START Provided information
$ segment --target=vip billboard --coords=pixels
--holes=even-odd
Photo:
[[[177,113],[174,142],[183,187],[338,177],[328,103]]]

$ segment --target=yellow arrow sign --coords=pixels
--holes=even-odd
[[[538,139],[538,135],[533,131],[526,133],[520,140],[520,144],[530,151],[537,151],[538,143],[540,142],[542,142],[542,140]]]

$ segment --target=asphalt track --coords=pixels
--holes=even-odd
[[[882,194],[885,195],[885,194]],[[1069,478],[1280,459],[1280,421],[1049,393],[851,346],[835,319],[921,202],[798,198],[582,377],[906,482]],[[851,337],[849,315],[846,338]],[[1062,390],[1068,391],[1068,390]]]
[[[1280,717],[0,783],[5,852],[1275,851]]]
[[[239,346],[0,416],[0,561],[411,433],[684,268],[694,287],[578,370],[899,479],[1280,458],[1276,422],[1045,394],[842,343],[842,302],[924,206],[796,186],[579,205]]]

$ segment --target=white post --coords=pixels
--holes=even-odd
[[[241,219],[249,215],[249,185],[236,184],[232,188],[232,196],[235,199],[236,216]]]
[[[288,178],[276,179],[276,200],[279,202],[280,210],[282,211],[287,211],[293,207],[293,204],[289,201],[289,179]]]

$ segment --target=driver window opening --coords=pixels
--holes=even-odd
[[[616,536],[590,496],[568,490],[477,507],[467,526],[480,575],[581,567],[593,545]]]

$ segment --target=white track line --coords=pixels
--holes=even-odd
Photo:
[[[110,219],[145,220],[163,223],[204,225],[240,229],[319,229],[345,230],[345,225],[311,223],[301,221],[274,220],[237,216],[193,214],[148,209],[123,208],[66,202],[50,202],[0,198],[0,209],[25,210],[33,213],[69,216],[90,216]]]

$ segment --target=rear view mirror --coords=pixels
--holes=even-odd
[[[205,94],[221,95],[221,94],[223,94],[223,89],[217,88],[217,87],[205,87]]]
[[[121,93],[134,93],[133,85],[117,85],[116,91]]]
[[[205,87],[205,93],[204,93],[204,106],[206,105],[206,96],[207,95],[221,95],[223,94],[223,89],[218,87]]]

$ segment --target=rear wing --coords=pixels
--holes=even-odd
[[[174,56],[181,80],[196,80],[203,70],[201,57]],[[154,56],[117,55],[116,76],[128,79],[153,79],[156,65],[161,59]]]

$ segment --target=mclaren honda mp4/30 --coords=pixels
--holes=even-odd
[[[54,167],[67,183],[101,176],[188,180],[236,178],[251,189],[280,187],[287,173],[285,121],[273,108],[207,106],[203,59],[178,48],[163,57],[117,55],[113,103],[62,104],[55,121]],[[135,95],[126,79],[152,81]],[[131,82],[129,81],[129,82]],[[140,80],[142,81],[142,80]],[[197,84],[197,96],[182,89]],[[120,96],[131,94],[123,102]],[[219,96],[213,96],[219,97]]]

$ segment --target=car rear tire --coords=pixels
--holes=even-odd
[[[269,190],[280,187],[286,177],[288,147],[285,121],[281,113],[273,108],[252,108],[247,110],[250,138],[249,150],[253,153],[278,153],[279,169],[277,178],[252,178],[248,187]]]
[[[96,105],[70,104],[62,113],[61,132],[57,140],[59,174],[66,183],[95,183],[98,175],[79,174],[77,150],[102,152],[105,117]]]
END Provided information
**Assignment:**
Looking at the entries above, work out how many lines include the word "white" and reply with that number alone.

**Result:**
2